Output every line of the material below as a numbered list, omitting blank lines and leaving out the pictures.

------

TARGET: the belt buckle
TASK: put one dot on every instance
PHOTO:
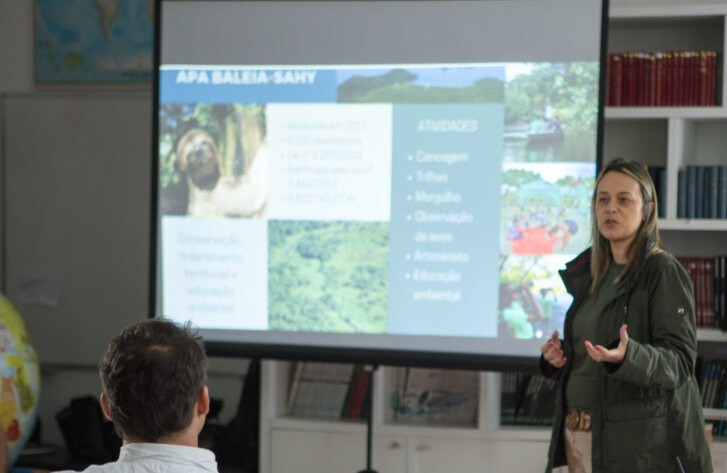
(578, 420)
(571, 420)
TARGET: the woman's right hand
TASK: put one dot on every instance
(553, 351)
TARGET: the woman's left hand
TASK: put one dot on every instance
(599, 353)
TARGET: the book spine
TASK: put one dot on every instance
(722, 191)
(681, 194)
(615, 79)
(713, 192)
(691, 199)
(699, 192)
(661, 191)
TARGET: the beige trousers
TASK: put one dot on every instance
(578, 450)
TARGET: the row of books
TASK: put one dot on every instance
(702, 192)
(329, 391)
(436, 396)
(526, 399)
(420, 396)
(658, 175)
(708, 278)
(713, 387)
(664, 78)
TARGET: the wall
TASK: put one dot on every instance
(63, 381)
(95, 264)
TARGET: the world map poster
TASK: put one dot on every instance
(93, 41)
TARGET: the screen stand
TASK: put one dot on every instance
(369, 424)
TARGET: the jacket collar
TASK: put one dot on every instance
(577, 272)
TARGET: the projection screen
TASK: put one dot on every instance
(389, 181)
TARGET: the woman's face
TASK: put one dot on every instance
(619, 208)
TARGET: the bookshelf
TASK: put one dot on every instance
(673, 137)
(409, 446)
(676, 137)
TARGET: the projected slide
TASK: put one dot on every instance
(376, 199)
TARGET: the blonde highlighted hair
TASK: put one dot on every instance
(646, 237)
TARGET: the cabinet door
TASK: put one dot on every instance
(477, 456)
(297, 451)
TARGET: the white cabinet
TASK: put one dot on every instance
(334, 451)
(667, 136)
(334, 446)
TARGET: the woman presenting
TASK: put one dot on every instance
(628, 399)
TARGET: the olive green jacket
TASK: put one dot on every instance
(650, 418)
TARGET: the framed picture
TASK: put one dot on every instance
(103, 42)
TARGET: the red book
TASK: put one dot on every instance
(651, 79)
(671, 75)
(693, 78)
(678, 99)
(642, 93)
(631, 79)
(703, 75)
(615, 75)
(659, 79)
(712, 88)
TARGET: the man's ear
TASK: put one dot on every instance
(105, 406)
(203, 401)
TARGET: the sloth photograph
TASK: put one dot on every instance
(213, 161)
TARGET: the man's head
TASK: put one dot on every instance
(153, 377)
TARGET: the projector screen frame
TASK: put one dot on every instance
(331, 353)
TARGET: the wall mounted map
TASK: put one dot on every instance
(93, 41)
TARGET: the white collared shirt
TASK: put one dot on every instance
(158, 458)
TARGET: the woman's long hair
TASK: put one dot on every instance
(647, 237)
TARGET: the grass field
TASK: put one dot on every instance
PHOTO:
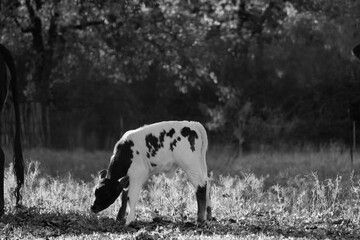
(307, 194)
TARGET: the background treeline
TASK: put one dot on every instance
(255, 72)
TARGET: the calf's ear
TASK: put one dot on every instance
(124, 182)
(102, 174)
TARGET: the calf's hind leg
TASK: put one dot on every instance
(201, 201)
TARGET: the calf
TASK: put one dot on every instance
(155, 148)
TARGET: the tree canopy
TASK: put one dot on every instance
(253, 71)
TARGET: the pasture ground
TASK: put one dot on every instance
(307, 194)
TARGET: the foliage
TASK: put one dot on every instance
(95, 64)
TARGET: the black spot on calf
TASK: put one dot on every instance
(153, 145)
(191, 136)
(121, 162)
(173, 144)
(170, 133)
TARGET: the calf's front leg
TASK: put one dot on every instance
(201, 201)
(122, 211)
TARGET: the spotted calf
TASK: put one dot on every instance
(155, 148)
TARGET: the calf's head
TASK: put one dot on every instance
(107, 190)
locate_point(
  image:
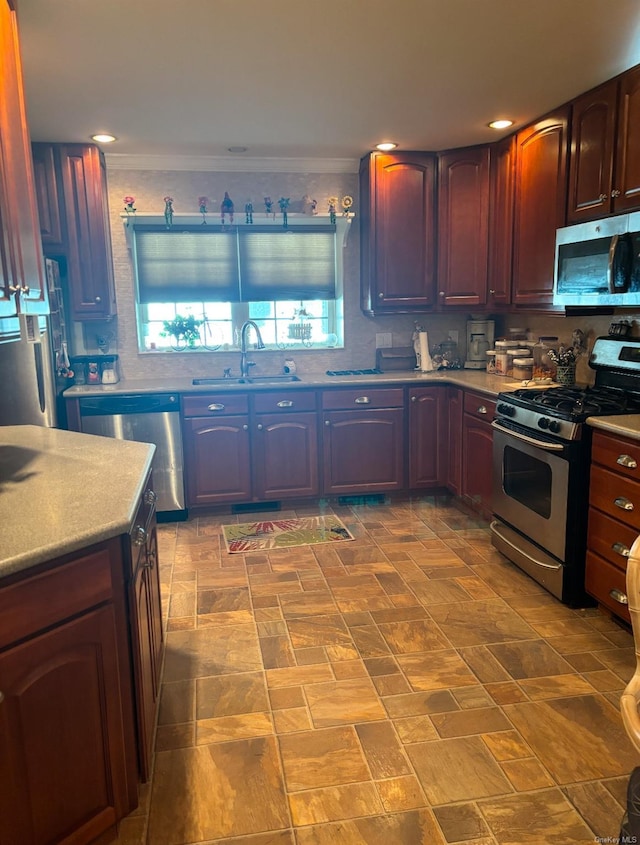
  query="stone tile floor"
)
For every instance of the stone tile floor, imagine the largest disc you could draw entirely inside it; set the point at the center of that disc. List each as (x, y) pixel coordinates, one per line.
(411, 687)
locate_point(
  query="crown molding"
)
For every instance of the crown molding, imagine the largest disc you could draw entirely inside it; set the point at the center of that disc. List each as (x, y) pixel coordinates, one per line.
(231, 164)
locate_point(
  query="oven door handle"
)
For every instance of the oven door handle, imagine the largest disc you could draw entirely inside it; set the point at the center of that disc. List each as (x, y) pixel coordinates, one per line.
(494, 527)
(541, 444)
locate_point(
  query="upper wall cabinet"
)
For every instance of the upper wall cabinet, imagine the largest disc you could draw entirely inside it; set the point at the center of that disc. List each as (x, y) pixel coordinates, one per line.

------

[Task result]
1. TARGET: the belt buckle
2. TASK: put one dot on every instance
3. PHOTO:
4. (578, 420)
5. (571, 420)
6. TARGET: the woman's right hand
7. TASK: put one dot on every instance
8. (553, 351)
9. TARGET: the woman's left hand
10. TASK: put one dot on every instance
11. (599, 353)
12. TARGET: the book spine
13. TASK: put one dot on every instance
14. (722, 191)
15. (681, 194)
16. (615, 79)
17. (713, 192)
18. (691, 199)
19. (699, 192)
20. (661, 191)
21. TARGET: the beige trousers
22. TASK: put one dot on every instance
23. (578, 450)
24. TARGET: the row of books
25. TASK: put one dot on every instance
26. (702, 192)
27. (329, 391)
28. (436, 396)
29. (526, 399)
30. (420, 396)
31. (658, 175)
32. (708, 278)
33. (713, 387)
34. (664, 78)
35. TARGET: the wall
36. TASK: put one dot on every instance
37. (63, 381)
38. (95, 264)
39. TARGET: the world map poster
40. TASK: put one dot on every instance
41. (93, 41)
42. TARGET: the screen stand
43. TASK: put one dot on every instance
44. (369, 424)
45. TARGET: the jacket collar
46. TASK: put one dot on every instance
47. (577, 272)
48. TARGET: the projection screen
49. TASK: put one dot on every instance
50. (389, 181)
51. TARGET: the woman's face
52. TASK: put one dot on every instance
53. (619, 208)
54. TARGET: the bookshelf
55. TASK: put one dot on every instance
56. (673, 137)
57. (409, 446)
58. (676, 137)
59. TARGET: the projected slide
60. TASK: put one dot on every instance
61. (376, 199)
62. TARGET: the blonde highlighted hair
63. TASK: put one dot on every instance
64. (646, 237)
65. TARGET: the cabinet door
66. TASK: put one dot on every instance
67. (477, 456)
68. (297, 451)
69. TARGET: the white cabinet
70. TASK: put one dot on every instance
71. (334, 451)
72. (667, 136)
73. (334, 446)
74. TARGET: the woman presenting
75. TASK: put one dot on every instance
76. (628, 399)
77. TARGET: the olive green jacket
78. TASK: put one dot on every instance
79. (650, 418)
80. TARGET: the framed picture
81. TASK: put one dot on every instance
82. (103, 42)
83. TARGET: the red book
84. TASK: put one dot on every instance
85. (651, 79)
86. (671, 75)
87. (693, 78)
88. (678, 99)
89. (642, 93)
90. (631, 79)
91. (703, 75)
92. (615, 75)
93. (659, 79)
94. (712, 88)
95. TARGET: the man's ear
96. TASK: put one dot on every instance
97. (105, 406)
98. (203, 401)
99. TARGET: the sloth photograph
100. TASK: put one dot on every instance
101. (213, 161)
102. TARGET: the man's head
103. TASK: put one dot on every instance
104. (153, 377)
105. TARGET: the projector screen frame
106. TASK: put one dot on every instance
107. (331, 353)
108. TARGET: the wall mounted map
109. TASK: put one dot on every instance
110. (93, 41)
111. TARGET: the white collared shirt
112. TASK: put one dot on every instance
113. (158, 458)
114. TARGET: the woman's long hair
115. TASK: put one dot on every instance
116. (647, 237)
117. TARGET: the grass field
118. TASK: put one dot on every instance
119. PHOTO:
120. (307, 194)
121. TARGET: the background treeline
122. TASK: put one dot on every instance
123. (255, 72)
124. TARGET: the calf's ear
125. TASK: put one dot on every instance
126. (124, 182)
127. (102, 174)
128. TARGET: the calf's hind leg
129. TASK: put one dot on every instance
130. (201, 201)
131. TARGET: the calf
132. TASK: put one dot on every instance
133. (155, 148)
134. TARGET: the tree canopy
135. TASK: put one dot on every instance
136. (253, 71)
137. TARGET: the pasture ground
138. TASK: put one dot on every instance
139. (307, 194)
140. TARGET: the foliage
141. TASK: put one dot on every instance
142. (95, 64)
143. TARGET: the black spot on calf
144. TASK: put one dot on every instance
145. (153, 145)
146. (191, 136)
147. (121, 162)
148. (173, 144)
149. (170, 133)
150. TARGET: the calf's front leg
151. TASK: put one dot on every instance
152. (201, 201)
153. (122, 211)
154. TARGET: the spotted calf
155. TASK: put one dot on every instance
156. (155, 148)
157. TARGET: the calf's head
158. TASK: put one dot on every instance
159. (107, 190)
160. locate_point(
161.   image:
162.   query="stone tile floor"
163. )
164. For every instance of the stone tile floor, imagine the largest disc you could draw entirely inside it; set the point at the center of that disc. List each as (x, y) pixel coordinates, one per line.
165. (411, 687)
166. locate_point(
167.   query="crown molding"
168. )
169. For every instance of the crown molding, imagine the largest disc you could draw entirely inside it; set the point at the center of that disc. List each as (x, y) pixel coordinates, one per line.
170. (231, 164)
171. locate_point(
172.   query="oven door handle"
173. )
174. For every instance of the oven door handle, imagine the largest disc you could draw entirely inside it; set the point at the center of that disc. List each as (x, y) pixel coordinates, one per line.
175. (494, 527)
176. (541, 444)
177. locate_point(
178.   query="upper wall cabinet"
179. )
180. For every instance of the upper wall cabinet, imagine the largest disc you could draw entirely inside it; set the point at the center of that disc. List each as (x, y) pixel coordinates, one per line.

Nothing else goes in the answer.